### Exercise description
Pick up the interview with Barbara Copperthwaite after its last sentence and keep it going.

### Page
· · ·

Q&A Interview with Barbara Copperthwaite

I am very excited that Barbara Copperthwaite Author of Flowers For The Dead which I highly recommend giving it a massive 5 stars, has dropped by my blog to take part in my Q&A interview. So without further ado I would like to welcome the lovely Barbara Copperthwaite




Hello and thank you so much for joining me this morning
Hello thank you for inviting me, I am delighted to be here


Can you tell us a little about yourself and background?
Hello! My name is Barbara Copperthwaite, and I’ve written two Amazon bestsellers, Invisible and Flowers For The Dead.
I am also a journalist for national newspapers and magazines, which means I get to hear people’s incredible true stories – it’s a real source of inspiration to me, and is why I always make people the heart of my crime novels.
In my spare time I dabble in a spot of nature photography. Wildlife and the environment are things I’m very passionate about – don’t ever try to call me when Springwatch is on! Taking photographs of wildlife is a great way of relaxing, and when I’m relaxed the best plot ideas for my novels pop into my head.

· · ·

### Stored data
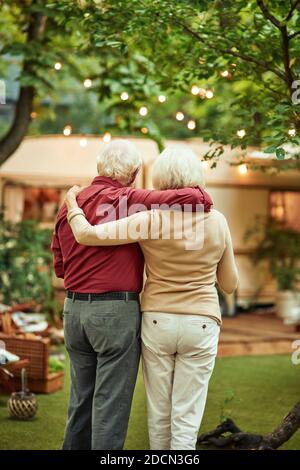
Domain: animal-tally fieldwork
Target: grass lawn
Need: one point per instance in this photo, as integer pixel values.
(257, 392)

· · ·

### Reply
It’s also very rare that you’ll see me without my cockerpoo, Scamp.
When did you know that you wanted to become a writer? And how did you go about it?
There wasn’t really a ‘lightbulb moment’ for me. I’ve always read a lot – I was totally addicted to Enid Blyton books as a child, and went from there, really. I grew up in the countryside, and would often climb a tree and read a book up there.
After leaving school with A-levels I didn’t know what I wanted to do. All my friends went to university, but it didn’t really appeal to me. Then I saw an advert for a trainee reporter with my local newspaper. As soon as I started that role, I knew I’d found my place in the world. Writing became a real passion, but when people asked if I’d ever write a book I was very skeptical: I was a journalist, I dealt in facts, why would I want to write fiction?
But my brief stint working at a men’s high security prison kept coming back to me… The prisoners there were just like anyone else I might meet on the street. I’d chat to them, forget what they were in for, and then remember… It triggered a curiosity about ‘judging books by their covers’, about our ability to ever really know anyone, and over the years the idea behind my first novel, Invisible, grew.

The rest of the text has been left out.